_Article_.

LUKE RENNER: This is Advanced Autonomy. I'm Luke Renner. Today, we're going to discuss the problem with the trolley problem. The trolley problem is an ethical dilemma common to the self-driving space. Here's how it works: there is a runaway trolley barreling down the railway tracks. Ahead on the tracks, there are five people tied up and unable to move. The trolley is headed straight for them.
Now, you are standing some distance away (you're off in the train yard), and you're standing next to a lever. If you pull this lever, the trolley will switch to a different set of tracks; however, you notice another person on that side track.
So the trolley problem asks you to choose between two options. The first is to do nothing and allow the trolley to kill five people on the main track — or pull the lever, diverting the trolley onto the side track where it will kill one person. So which is the more ethical option or more simply, what's the right thing to do?
My guest today, Ben Landen, hates the trolley problem. He thinks it fails to capture the true ethical dilemmas that we find in the self-driving space, and also the trolley problem makes a lot of false assumptions about how self-driving vehicles make decisions.
And so that's what we're going to talk about today: the trolley problem, the problem with the trolley problem, and some alternative ethical dilemmas we should be asking instead.
Hi, Ben. Welcome to the show.
BEN LANDEN: Hello, glad to be back.
LUKE RENNER: Yeah, so I gave our listeners an outline of the trolley problem, and I think before we dive into the ethics of autonomy, I thought I'd ask you — what would you do if you were standing by that lever?
BEN LANDEN: I am essentially a hyper-utilitarian—
LUKE RENNER: Okay, so you would pull it, no question?
BEN LANDEN: Yes, I would.
LUKE RENNER: So the trolley problem is a pervasive ethical dilemma in the self-driving car space. Wired, Forbes, Venture Beat have all written about it, famous think tanks like Brookings have weighed in, and I know that it's a frequently asked question on the festival and autonomy conference circuit so my question for you is why do you think this particular dilemma has such resonance in this space?
BEN LANDEN: It's really easy to latch onto as a problem that everybody understands and feels strongly about because we're talking about assigning value to life here —
LUKE RENNER: So the stakes are really high?
BEN LANDEN: The stakes are very high, exactly. It's also a problem that you don't need to be an expert to weigh in on the trolley problem. Everybody's opinion is just as valuable as the next person's because it's a humanitarian question and so it's interesting to explore, and finally it is the type of question that does not have a right answer. It is the type of thing I equate to like large political issues. There will not be a majority that agrees that this is the right way, and so it's really fun to argue about it and it's very difficult to change anybody's minds. So when you combine all those things, it's really easy and fun and interesting to talk about.
LUKE RENNER: Yeah but you said you hate it.
BEN LANDEN: I have a love-hate relationship with the trolley problem as it's applied to autonomous vehicles. I hate it for two reasons. One is the assumption that in the real world we can create this omniscient snapshot that enables us to ask the questions that the trolley problem experiment asks. The second issue is that even if you assume that you have this level of omniscience where you know everything about everything in the scene that you can then actually act in the physical world in a way that is guaranteed to result in the outcome that you have tried to optimize for.
Both of those, I think, is absolute fallacy, right?
LUKE RENNER: So in the case of the trolley problem, like, it posits that you know you're going to kill another person and really what you're saying is that there's a lot of uncertainty and we're going to bring that uncertainty to AV decision-making as well.

Coordinate annotation rows:
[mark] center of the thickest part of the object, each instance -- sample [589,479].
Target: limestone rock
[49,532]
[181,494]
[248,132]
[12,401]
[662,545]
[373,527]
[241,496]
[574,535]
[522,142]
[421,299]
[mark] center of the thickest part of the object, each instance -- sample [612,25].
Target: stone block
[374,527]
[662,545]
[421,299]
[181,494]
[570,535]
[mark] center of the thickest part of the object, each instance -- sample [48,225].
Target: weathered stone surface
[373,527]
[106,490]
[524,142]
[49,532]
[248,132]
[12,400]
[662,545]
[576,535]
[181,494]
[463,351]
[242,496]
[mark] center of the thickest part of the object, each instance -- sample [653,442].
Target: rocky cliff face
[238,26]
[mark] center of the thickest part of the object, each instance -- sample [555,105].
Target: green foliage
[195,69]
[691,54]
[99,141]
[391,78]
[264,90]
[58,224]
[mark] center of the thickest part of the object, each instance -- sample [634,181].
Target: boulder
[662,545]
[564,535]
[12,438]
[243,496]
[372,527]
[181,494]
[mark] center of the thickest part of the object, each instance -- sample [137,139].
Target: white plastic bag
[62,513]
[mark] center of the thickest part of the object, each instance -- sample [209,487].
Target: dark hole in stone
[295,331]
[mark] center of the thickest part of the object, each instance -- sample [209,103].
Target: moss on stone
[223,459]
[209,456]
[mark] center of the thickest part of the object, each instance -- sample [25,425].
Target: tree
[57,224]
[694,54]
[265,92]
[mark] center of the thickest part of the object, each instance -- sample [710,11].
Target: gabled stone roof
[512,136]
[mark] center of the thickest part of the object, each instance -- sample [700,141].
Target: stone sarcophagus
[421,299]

...

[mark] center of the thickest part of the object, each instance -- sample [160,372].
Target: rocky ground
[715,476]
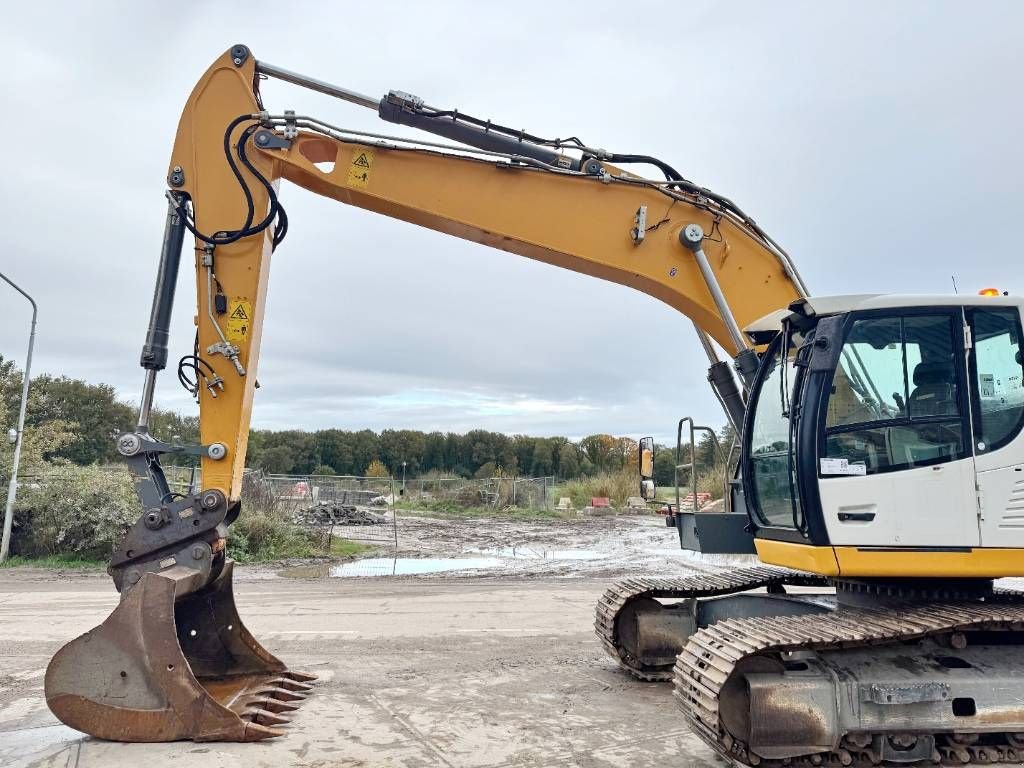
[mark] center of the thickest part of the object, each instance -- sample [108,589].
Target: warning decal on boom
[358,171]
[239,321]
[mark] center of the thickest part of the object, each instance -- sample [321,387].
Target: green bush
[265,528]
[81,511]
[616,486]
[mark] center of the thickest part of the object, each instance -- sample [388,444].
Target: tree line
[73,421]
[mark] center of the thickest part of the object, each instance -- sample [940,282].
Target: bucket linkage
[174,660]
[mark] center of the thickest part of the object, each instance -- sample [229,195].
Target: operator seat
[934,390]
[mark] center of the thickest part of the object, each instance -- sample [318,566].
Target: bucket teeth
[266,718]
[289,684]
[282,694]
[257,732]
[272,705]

==

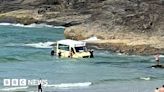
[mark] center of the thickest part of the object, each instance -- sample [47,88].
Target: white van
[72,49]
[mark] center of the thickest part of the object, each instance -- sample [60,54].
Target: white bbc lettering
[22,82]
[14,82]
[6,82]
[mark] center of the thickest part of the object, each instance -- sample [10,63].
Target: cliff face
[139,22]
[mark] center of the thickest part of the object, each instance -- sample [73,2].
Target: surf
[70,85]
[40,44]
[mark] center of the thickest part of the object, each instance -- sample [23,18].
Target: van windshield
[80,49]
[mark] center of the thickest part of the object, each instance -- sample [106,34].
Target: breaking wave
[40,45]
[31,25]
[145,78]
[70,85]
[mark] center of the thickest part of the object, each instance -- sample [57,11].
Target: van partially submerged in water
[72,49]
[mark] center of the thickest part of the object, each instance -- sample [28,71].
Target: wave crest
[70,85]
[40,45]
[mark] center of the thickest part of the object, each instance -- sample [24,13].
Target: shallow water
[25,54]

_Stated task 1_.
In the trolley problem interview, how does Ben Landen describe himself when asked what he would do at the lever?
_Stated task 2_.
Quote the stretch of the trolley problem interview from "Both of those, I" through "decision-making as well.".
_Stated task 3_.
Extend the trolley problem interview, picking up after its final line.
The rows have no role in this work.

_Response 1_.
He says he is essentially a hyper-utilitarian.

_Response 2_.
Both of those, I think, is absolute fallacy, right?
LUKE RENNER: So in the case of the trolley problem, like, it posits that you know you're going to kill another person and really what you're saying is that there's a lot of uncertainty and we're going to bring that uncertainty to AV decision-making as well.

_Response 3_.
BEN LANDEN: Exactly. It actually goes beyond that. So that's one level of it and you can really think of uncertainty that exists in every module within the AV stack: mapping and localization, perception, path-planning and decision-making, and ultimately actuation. So you described the uncertainty that can occur in the decision-making and path planning areas. That's one element. Then you have the perception element, for instance, which is to say, do I even have certainty that I'm populating all of the actors upon which I'm making my decisions with 100% accuracy? And the honest answer is no.
LUKE RENNER: But for me, the trolley problem really gets at this idea of choice, right? Do you proactively choose to harm someone to save lives or do you passively choose to do nothing and let the world burn? But, you know, self-driving cars do have to make decisions all the time so just maybe you could give us a little context about that and tell us how autonomous vehicles actually do make decisions.
BEN LANDEN: Yeah so step one is sensory data comes in [via] camera, lidar, radar. We don't need to get into the details. What is important is what comes out of that is the object level and 3D understanding of the world around the vehicle.
That's you doing your best effort to build that information that is fed to us in the trolley problem as known. It's not known in the real world so our perception system is doing its best job to build that up. Then you take that information and you do a lot of processing on it, from deep learning to other methods to then connecting time series data so that you don't just have a snapshot you actually understand how things are moving. And then you start to plan the path based on your goal.
In the case of autonomous vehicles, as we know them on the road, that means I'm trying to get to my destination. I'm trying to do it safely so as I mentioned, you can propose thousands of candidate paths — there are various algorithms and approaches to choosing the right one — but you're primarily choosing a cost function that optimizes for being the safest the fastest, whatever it is that you want to optimize for.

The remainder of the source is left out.